Exercise requirements: Copy every row below word for word, leaving out the pictures.
···
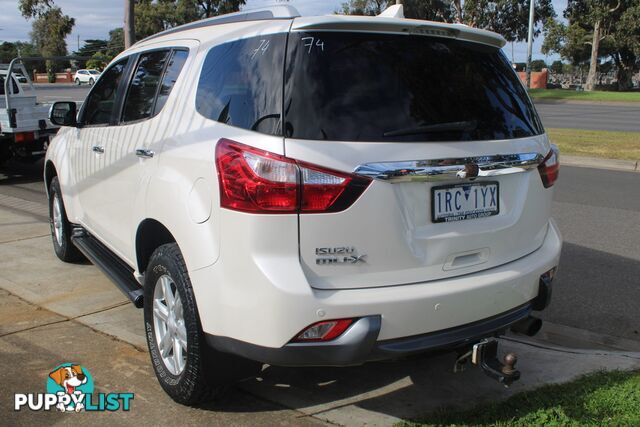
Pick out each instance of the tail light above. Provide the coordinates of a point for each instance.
(24, 136)
(550, 167)
(258, 181)
(323, 331)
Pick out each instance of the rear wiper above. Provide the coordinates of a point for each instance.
(465, 126)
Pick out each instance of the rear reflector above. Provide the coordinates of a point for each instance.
(323, 331)
(257, 181)
(550, 167)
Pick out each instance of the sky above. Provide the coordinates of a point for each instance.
(94, 19)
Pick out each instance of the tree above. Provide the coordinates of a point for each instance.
(209, 8)
(98, 61)
(597, 16)
(510, 18)
(556, 67)
(115, 45)
(538, 65)
(49, 29)
(153, 16)
(34, 8)
(596, 30)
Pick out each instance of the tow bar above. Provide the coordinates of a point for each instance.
(485, 355)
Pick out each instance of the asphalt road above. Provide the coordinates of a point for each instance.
(590, 116)
(554, 115)
(598, 211)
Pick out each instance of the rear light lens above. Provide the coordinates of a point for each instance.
(550, 167)
(323, 331)
(258, 181)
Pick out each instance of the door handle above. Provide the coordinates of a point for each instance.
(144, 153)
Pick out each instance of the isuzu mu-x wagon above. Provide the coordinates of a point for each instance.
(310, 191)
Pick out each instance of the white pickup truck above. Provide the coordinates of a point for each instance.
(24, 125)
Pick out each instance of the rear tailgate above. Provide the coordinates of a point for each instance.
(390, 106)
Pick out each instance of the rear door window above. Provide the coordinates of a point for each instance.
(98, 107)
(144, 85)
(171, 74)
(241, 83)
(394, 87)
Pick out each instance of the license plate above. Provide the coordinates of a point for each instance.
(459, 202)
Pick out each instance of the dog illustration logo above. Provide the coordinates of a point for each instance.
(72, 380)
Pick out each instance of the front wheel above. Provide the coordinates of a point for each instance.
(188, 370)
(60, 226)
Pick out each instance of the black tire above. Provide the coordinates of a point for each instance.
(206, 371)
(64, 249)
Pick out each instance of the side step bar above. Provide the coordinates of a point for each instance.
(110, 264)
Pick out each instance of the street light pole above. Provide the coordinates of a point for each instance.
(530, 41)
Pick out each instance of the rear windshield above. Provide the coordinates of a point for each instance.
(382, 87)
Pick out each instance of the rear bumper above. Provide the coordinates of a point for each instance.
(359, 344)
(262, 299)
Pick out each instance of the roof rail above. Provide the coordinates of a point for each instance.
(261, 14)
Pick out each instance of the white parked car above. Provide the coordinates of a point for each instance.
(310, 191)
(86, 76)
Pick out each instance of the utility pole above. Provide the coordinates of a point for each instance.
(129, 24)
(530, 41)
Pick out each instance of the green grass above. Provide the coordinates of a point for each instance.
(596, 143)
(599, 399)
(595, 96)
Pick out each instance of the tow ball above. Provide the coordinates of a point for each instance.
(485, 355)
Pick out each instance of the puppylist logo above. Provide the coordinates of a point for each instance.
(70, 388)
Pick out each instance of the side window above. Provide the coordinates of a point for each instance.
(144, 85)
(241, 83)
(171, 74)
(99, 105)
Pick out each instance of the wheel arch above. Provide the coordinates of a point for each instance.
(49, 173)
(150, 235)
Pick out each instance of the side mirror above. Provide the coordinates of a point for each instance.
(63, 113)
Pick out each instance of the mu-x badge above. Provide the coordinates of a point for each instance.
(338, 255)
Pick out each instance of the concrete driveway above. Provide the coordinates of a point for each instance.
(53, 312)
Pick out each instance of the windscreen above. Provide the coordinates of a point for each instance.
(394, 87)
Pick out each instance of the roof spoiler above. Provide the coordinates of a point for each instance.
(395, 11)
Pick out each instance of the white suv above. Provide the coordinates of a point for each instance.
(304, 191)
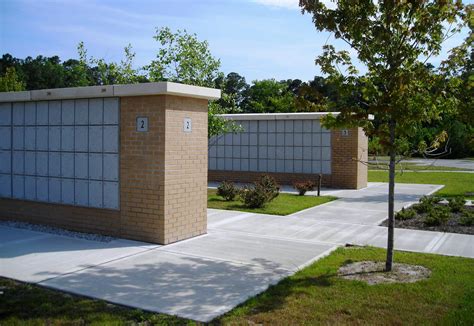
···
The completed task:
Pick out each instance of the tail light above. Provide the coordinates of a point for each instance.
(24, 136)
(550, 167)
(258, 181)
(323, 331)
Pick out each instance of the rear wiper above. Provide the coordinates of a point for each instance.
(465, 126)
Pick out each instance of the rear reflector above. Provide the coordinates of a point for each instance.
(323, 331)
(257, 181)
(550, 167)
Pick out each instance of the sky above. Provide the coordinates of a point for each instance.
(94, 19)
Pick out each instance of the tree above. Provide the coordinates of a point for each instance.
(209, 8)
(98, 61)
(597, 16)
(510, 18)
(556, 67)
(115, 45)
(538, 65)
(49, 29)
(153, 16)
(34, 8)
(596, 30)
Pick out each instance of the tow bar above. Provide the coordinates of a point for each instance.
(485, 355)
Pick out each instance of the asphalt road above. Provide the coordinates of a point for each instance.
(590, 116)
(554, 115)
(598, 211)
Pick out each instance of the rear light lens above. Provide the coordinates of a point for each instance.
(550, 167)
(323, 331)
(258, 181)
Pick out each instance of the door handle above. Provide the coordinates of a point for each instance.
(144, 153)
Pick out each instance of the isuzu mu-x wagon above. Provide the coordinates of a point for each instance.
(310, 191)
Pick out each instance of the white pickup truck above. Provide the coordinates of a point for each instance.
(24, 125)
Pick out each instance of the rear tailgate above. Provide the coordinates of a point for each instance.
(390, 106)
Pick out each instance of the rear door window above. Provide the coordinates of a point for each instance.
(98, 107)
(144, 85)
(171, 74)
(241, 83)
(394, 87)
Pick out each instance of the license plate above. Provide the coordinates of a point for each instance.
(459, 202)
Pick out each instance of the dog illustration logo above. Provide the coordinates of a point for each instance.
(72, 380)
Pick out each instance of the front wheel above. Provide the coordinates of a point for each instance.
(188, 370)
(60, 226)
Pick out each instance of the black tire above. Provide the coordinates of a point for each instance.
(206, 371)
(64, 249)
Pick out each instance of the side step bar above. Provide the coordinates of a point for each instance.
(110, 264)
Pick out each instance of the street light pole above. Provide the coordinates of a point for each instance.
(530, 41)
Pick out each instance of the rear windshield above. Provide the coordinates of a point for each instance.
(382, 87)
Pick out each instance of the rear bumper above. Provide the coordinates of a point for each instance.
(359, 344)
(262, 299)
Pick out each instance of the roof rail above. Provide the coordinates of a point for each instance.
(261, 14)
Pick out each instance of the white parked car above. Provide the coordinates of a point for each instance.
(310, 191)
(86, 76)
Pick out each instance of the utility pole above. Provide the coordinates of a point for each instance.
(129, 24)
(530, 41)
Pick out each instance of the green grass above. Provide the coordinates of a point for each instance.
(596, 143)
(599, 399)
(595, 96)
Pick out each instance of the tow ball above. Provide the coordinates of a point for each instance.
(485, 355)
Pick out each instance of the puppylist logo above. Provide the coordinates of a point for each instance.
(70, 388)
Pick out each instance of the side window above. Provide the coordinates of a point for each instance.
(144, 85)
(241, 83)
(171, 74)
(99, 105)
Pick out each instance of the wheel arch above. Provide the coordinates of a point for each instance.
(49, 173)
(150, 235)
Pick out each instance of the side mirror above. Provide the coordinates of a point for each instance.
(63, 113)
Pick out each instance of the mu-x badge above. Provide the coordinates of a point for each instance.
(338, 255)
Pick out each instance of the concrete driveway above. Provide the coordinates of a point for each instance.
(53, 312)
Pick out each instance of the windscreen above. Provide the coordinates of a point for each instance.
(394, 87)
Pick out each instance of the roof spoiler above. Provide the coordinates of a point for each instance.
(395, 11)
Pick out each instance of the white suv above. Provide the coordinates of a point for each instance.
(304, 191)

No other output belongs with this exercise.